INSTRUCTIONS FOR THE TASK: Write out the records beneath this line exactly as they appear, minus any images.

AVAILABLE RECORDS:
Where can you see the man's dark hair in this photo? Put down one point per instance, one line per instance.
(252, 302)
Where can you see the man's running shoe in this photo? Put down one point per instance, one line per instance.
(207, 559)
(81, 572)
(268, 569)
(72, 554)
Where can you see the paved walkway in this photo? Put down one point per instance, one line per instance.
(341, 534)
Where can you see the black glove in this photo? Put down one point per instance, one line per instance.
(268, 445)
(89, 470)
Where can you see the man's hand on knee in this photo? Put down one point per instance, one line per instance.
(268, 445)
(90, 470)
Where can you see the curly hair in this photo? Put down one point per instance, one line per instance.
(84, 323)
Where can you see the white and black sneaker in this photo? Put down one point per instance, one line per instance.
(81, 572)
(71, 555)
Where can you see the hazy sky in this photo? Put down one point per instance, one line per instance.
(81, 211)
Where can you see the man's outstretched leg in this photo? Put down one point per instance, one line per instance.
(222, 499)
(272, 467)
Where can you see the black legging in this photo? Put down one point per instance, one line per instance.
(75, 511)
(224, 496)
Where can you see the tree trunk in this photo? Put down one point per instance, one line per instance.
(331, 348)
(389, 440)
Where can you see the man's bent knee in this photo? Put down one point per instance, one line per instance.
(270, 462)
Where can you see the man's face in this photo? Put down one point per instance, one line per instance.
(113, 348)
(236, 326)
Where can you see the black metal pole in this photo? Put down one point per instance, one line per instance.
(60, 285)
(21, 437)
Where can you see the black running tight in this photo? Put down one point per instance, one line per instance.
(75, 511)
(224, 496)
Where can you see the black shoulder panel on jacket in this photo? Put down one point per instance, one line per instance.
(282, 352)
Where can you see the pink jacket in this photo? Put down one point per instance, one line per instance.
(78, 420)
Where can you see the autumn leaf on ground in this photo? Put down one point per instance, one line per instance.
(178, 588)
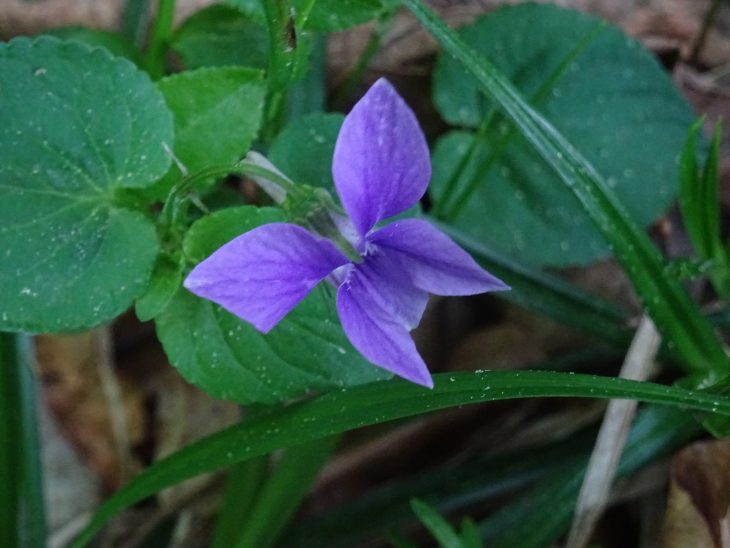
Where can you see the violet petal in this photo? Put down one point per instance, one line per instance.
(433, 261)
(262, 274)
(381, 164)
(382, 338)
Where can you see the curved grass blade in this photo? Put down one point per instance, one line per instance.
(673, 312)
(376, 403)
(549, 295)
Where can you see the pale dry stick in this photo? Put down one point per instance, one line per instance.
(104, 352)
(595, 491)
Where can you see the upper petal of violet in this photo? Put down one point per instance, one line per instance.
(432, 260)
(381, 164)
(262, 274)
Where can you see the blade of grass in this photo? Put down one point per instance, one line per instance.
(284, 491)
(243, 484)
(375, 403)
(699, 201)
(543, 513)
(549, 295)
(154, 59)
(451, 488)
(673, 312)
(22, 515)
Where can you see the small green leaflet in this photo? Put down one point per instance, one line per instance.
(217, 116)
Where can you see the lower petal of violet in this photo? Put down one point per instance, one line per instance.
(377, 334)
(262, 274)
(432, 260)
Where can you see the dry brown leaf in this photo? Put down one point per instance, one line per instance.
(698, 513)
(69, 368)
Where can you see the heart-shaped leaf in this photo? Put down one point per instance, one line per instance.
(77, 128)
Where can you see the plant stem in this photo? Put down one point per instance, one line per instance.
(22, 516)
(154, 60)
(710, 16)
(354, 76)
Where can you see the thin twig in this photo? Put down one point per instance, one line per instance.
(611, 438)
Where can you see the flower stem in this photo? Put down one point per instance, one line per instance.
(154, 60)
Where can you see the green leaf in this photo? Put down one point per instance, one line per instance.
(343, 410)
(436, 524)
(217, 116)
(614, 99)
(221, 35)
(303, 150)
(22, 515)
(116, 43)
(548, 294)
(230, 359)
(677, 318)
(73, 256)
(322, 15)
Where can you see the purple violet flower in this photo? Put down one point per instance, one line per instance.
(381, 167)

SOLVED PROBLEM:
Where can you see the man's dark hair in this photo? Put down one point per instance, one line per instance.
(252, 302)
Where can you see the man's running shoe in this photo? Put down one point per instance, one line per instance.
(207, 559)
(81, 572)
(268, 569)
(72, 554)
Where can you see the paved walkway in this photo? Put down one point per instance, one line per instance.
(341, 534)
Where can you see the black glove in this photo? Put down one point per instance, one line per instance.
(268, 445)
(89, 470)
Where can you see the man's hand on knee in this photo? Put down one point per instance, one line per instance.
(268, 445)
(90, 470)
Where can you see the curly hair in this photo? Put down one point per instance, one line per instance.
(84, 323)
Where can you see the white and black sneaker in this photo? Put down one point per instance, one line per instance.
(81, 572)
(71, 555)
Where can you see the hazy sky in this photo? Put down one point per instance, one line per instance.
(81, 211)
Where can you see the man's outstretched leg in this photo? Put down one point per instance, one line per instance.
(222, 499)
(272, 467)
Where can you see the black legging in this photo? Put down one point per instance, one line per instance.
(75, 511)
(224, 496)
Where can you see the tree trunk in this photo? Put down one point per instance, one line per instance.
(331, 348)
(389, 440)
Where can you see the man's bent knee in this photo? Put down one point per instance, one line per instance.
(270, 462)
Where can you see the man's face in this photo? Put down one point per instance, one line per instance.
(113, 348)
(236, 326)
Where can you see the black metal pole in this photo? Put down one point per instance, one line per instance.
(60, 285)
(21, 437)
Where can you see the black running tight in this photo? Put down one point per instance, one line per instance.
(75, 511)
(224, 496)
Where can you see the black shoulder panel on jacket in this photo? Put down one point per instance, one line per instance.
(282, 352)
Where can you see the pink jacket in this photo? Put down one point per instance, one line per instance.
(78, 420)
Where can you see the autumn leaf on ground in this photo? Put down one point per instance, one line per instance.
(178, 588)
Where can you see the violet petal in this photo? Put down one point per instance, one line per instance.
(433, 261)
(262, 274)
(381, 164)
(382, 338)
Where can you see the curved grass blade in this photo? Put down one point per instance, one line per instance.
(673, 312)
(376, 403)
(549, 295)
Where can you see the pale dry stick in this photo? Put down one point per instance, one line per instance.
(104, 352)
(595, 491)
Where can you see the upper petal of violet in this photo? Put down one point per instance, one line per instance.
(432, 260)
(381, 164)
(262, 274)
Where can you see the blade of grass in this photo? Put down one point per instance, one line per instance.
(284, 491)
(243, 484)
(375, 403)
(699, 201)
(543, 513)
(549, 295)
(154, 59)
(451, 488)
(673, 312)
(22, 515)
Where can you see the small green leaflet in this photo? Put down one point per instance, one line per instance.
(217, 116)
Where can you see the lower petal of violet in this photo? Put down one point per instance, one line per instance.
(377, 334)
(262, 274)
(432, 260)
Where can you see the dry brown leaf in this photo? Put down one point per instance, one line per instance.
(698, 513)
(69, 368)
Where can you see the heart-shaped leaf in this photo? Put down one point per instance, one line per instance.
(77, 128)
Where can you see the plant stem in this photo? Put down one point per instance, one line per instance.
(22, 516)
(154, 60)
(710, 16)
(354, 76)
Where can you see the thin twig in this photo? Put down one point per instance, one line per instance.
(611, 438)
Where can you see the flower stem in this photo? Put down one point per instance, one line per instance.
(154, 60)
Where can you see the green leaf in this photo? Put down one point per instance, one line per instance.
(343, 410)
(436, 524)
(217, 116)
(614, 99)
(221, 35)
(303, 150)
(22, 515)
(116, 43)
(548, 294)
(230, 359)
(677, 318)
(73, 256)
(322, 15)
Where can you see the purple violet flower in this photo? Put down one point per instance, one line per instance.
(381, 167)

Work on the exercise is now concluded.